§ **YOUR TASK**
Please convert all the records below into a JSON list of strings, one string per line, leaving out any blank lines.

§ **SUPPLIED INFORMATION**
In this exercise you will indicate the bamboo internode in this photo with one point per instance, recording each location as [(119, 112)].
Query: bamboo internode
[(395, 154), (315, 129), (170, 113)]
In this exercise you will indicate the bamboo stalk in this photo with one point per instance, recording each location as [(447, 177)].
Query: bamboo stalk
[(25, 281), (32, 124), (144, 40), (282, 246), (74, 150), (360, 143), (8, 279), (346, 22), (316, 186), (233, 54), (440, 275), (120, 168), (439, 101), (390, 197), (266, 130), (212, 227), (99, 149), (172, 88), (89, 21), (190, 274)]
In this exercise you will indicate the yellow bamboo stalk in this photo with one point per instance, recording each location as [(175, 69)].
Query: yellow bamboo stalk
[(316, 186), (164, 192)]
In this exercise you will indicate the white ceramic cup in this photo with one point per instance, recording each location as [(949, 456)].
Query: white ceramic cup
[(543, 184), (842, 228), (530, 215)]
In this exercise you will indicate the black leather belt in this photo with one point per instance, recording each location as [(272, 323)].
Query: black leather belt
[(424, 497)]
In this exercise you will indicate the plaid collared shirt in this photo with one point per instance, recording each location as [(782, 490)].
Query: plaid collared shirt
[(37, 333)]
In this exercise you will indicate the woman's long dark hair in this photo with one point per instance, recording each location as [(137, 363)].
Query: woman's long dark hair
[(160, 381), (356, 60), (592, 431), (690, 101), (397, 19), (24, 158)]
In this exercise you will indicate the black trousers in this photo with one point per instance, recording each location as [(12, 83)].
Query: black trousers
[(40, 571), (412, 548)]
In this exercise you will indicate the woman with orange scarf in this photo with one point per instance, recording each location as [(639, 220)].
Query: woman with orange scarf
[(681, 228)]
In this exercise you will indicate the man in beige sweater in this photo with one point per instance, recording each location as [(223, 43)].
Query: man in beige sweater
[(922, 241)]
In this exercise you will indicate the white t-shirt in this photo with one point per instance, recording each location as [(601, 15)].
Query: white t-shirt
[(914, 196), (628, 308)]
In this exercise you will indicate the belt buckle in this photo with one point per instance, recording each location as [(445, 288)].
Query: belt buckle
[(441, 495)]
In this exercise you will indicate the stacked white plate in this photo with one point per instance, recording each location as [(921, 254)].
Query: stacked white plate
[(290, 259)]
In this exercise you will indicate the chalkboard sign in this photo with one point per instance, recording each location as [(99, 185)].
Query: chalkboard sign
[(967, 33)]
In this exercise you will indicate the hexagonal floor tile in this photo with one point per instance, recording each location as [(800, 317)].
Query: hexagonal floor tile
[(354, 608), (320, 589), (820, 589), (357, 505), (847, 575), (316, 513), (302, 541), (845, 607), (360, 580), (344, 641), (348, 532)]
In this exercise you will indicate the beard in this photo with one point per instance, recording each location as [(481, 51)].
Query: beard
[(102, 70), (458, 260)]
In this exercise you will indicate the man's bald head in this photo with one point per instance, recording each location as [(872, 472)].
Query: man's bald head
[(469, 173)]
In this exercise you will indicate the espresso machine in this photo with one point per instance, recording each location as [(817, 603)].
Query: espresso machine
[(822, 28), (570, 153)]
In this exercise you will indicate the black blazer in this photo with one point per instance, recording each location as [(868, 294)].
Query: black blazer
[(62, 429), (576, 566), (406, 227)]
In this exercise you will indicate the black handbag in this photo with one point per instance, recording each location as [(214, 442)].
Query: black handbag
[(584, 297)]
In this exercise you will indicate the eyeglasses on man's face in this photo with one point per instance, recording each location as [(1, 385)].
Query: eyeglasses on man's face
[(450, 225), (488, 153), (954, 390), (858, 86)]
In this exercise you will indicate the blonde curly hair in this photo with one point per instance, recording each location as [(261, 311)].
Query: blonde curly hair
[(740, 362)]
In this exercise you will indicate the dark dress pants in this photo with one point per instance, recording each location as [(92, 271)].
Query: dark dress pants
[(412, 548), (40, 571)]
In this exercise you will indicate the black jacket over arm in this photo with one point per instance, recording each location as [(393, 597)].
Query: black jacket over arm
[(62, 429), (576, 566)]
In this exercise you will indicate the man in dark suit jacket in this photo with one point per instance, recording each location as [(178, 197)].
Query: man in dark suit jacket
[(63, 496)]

§ **FULL ANSWER**
[
  "In this exercise you will indicate the bamboo internode in this photo with one point per instance, recording each location as [(119, 112)].",
  "Query: bamboo internode",
  "[(395, 154), (315, 129), (170, 113)]",
  "In this exercise you will indicate the bamboo stalk in this photo with one point per instance, recording each location as [(447, 177)].",
  "Query: bamboo stalk",
  "[(25, 281), (32, 124), (144, 40), (282, 246), (74, 150), (360, 143), (8, 279), (346, 22), (316, 186), (233, 54), (440, 275), (120, 168), (439, 101), (390, 197), (266, 130), (212, 227), (99, 149), (172, 88), (89, 21), (190, 274)]",
  "In this exercise you will indicate the yellow bamboo stalk in this photo with one point per instance, recording each location as [(175, 69)].",
  "Query: yellow bamboo stalk",
  "[(316, 186), (164, 192)]",
  "In this exercise you will indicate the white ceramic cup in this photo with one point per instance, recording each location as [(949, 456)].",
  "Query: white ceramic cup",
  "[(543, 184), (842, 228), (530, 215)]",
  "In this exercise you will indicate the black leather belt in this photo with one point per instance, recording each location as [(272, 323)].",
  "Query: black leather belt",
  "[(424, 497)]",
  "In this exercise you will indicate the plaid collared shirt in this photo with one point per instance, recording each location as [(782, 490)].",
  "Query: plaid collared shirt",
  "[(37, 333)]",
  "In this exercise you will indicate the woman's long dark hair in this photo with one point per instance, recording each location as [(137, 363)].",
  "Query: woman's long dark hair",
  "[(160, 381), (356, 60), (592, 431), (690, 101), (397, 19), (24, 158)]",
  "In this exercise you will indicate the black trousers in this photo with one point per instance, recording each location as [(12, 83)].",
  "Query: black trousers",
  "[(40, 571), (412, 548)]",
  "In this exercise you will indicate the woman with orange scarf in this photo with one point per instance, recording each location as [(639, 220)].",
  "Query: woman with orange scarf",
  "[(681, 228)]",
  "In this exercise you will indicate the man in beige sweater in this photo with one point per instance, recording each location as [(223, 43)].",
  "Query: man in beige sweater",
  "[(922, 241)]",
  "In this exercise you will indicate the white t-shirt in this photo with one point per instance, recording each location as [(601, 15)].",
  "Query: white t-shirt",
  "[(914, 196), (628, 308)]",
  "In this exercise you will indicate the belt buckle in this photo with one point per instance, recording each location as [(445, 288)].",
  "Query: belt buckle",
  "[(441, 495)]",
  "In this exercise you will indicate the stacked white plate in this photo with one point per instance, recording each location as [(921, 254)].",
  "Query: stacked white plate",
  "[(290, 259)]",
  "In this exercise you will indicate the chalkboard sign in this photo with one point per instance, recording each location as [(99, 185)].",
  "Query: chalkboard sign",
  "[(967, 33)]",
  "In this exercise you will indicate the hexagonal floor tile in this photo with one point per instance, recording each location as [(800, 317)].",
  "Query: hexagonal floor tile",
  "[(354, 608), (320, 589), (820, 589), (357, 505), (847, 575), (316, 513), (302, 541), (845, 607), (360, 580), (344, 641), (348, 532)]",
  "In this exercise you will indicate the beard in this photo with one point per instance, recording each location as [(481, 51)].",
  "Query: beard",
  "[(102, 70), (458, 260)]",
  "In this exercise you will indicate the man's bald head in this photo with one point per instance, recording each location as [(872, 472)].",
  "Query: man's bald head",
  "[(469, 173)]",
  "In this exercise you will indicate the espresso machine in this photo with one point per instance, recording each location as [(817, 603)].",
  "Query: espresso machine",
  "[(822, 28), (570, 153)]",
  "In this exercise you will indicate the black blazer in this photo with one point per instance, recording each location as [(868, 294)].",
  "Query: black blazer",
  "[(62, 429), (576, 566), (406, 227)]",
  "In this exercise you will indicate the black handbag in this photo with one point per instance, recording each location as [(214, 442)].",
  "Query: black handbag",
  "[(584, 297)]",
  "In this exercise you will indicate the eyeglasses on man's face in this photo with one point per instance, recording each location as [(1, 385)].",
  "Query: eyeglasses on man's face",
  "[(450, 225), (488, 153), (954, 390), (858, 86)]",
  "In this exercise you will indicate the blonde curly hair in this photo with one point per instance, recording each location as [(261, 311)].",
  "Query: blonde curly hair",
  "[(740, 362)]",
  "In this exercise you will indicate the dark dress pants in this photo with one point per instance, recording each location as [(92, 271)].",
  "Query: dark dress pants",
  "[(412, 548), (40, 571)]",
  "In this exercise you will indicate the black jacket over arm in this photo with one point per instance, recording each location as [(393, 597)].",
  "Query: black jacket over arm",
  "[(62, 429), (576, 566)]",
  "In this exercise you will indicate the man in dark suit jacket in this photo with one point per instance, recording each location as [(178, 197)].",
  "Query: man in dark suit jacket",
  "[(63, 496)]"
]